• **EXERCISE AIM**:
Transcribe the following rows word for word, leaving out the pictures.

_ _ _ _ _

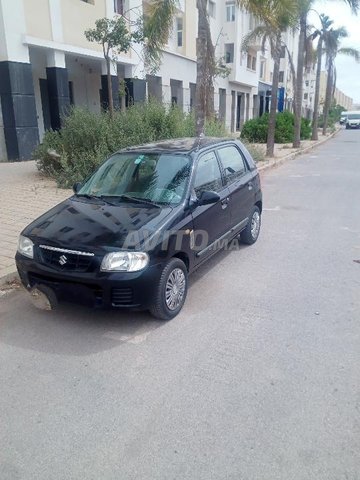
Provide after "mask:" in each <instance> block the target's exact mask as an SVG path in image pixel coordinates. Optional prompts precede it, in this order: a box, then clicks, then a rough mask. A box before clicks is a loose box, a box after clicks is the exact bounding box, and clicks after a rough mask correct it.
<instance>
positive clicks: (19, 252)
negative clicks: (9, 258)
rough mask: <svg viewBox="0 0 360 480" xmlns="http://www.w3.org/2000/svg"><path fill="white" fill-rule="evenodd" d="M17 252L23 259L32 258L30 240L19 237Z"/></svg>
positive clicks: (31, 248) (30, 240) (33, 254)
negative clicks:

_ _ _ _ _

• **YOUR SOLUTION**:
Provide after "mask:" in each <instance> block the target's exact mask as an SVG path in image pixel coordinates. Optional prompts precede it, in this order: a box, then clicks, then a rough mask. A box before clicks is a loose box, a box after clicks is the exact bounding box, and clicks after a rough mask correct it.
<instance>
positive clicks: (19, 252)
negative clicks: (9, 258)
rough mask: <svg viewBox="0 0 360 480" xmlns="http://www.w3.org/2000/svg"><path fill="white" fill-rule="evenodd" d="M17 252L23 259L32 258L30 240L19 237Z"/></svg>
positive clicks: (31, 248) (30, 240) (33, 254)
negative clicks:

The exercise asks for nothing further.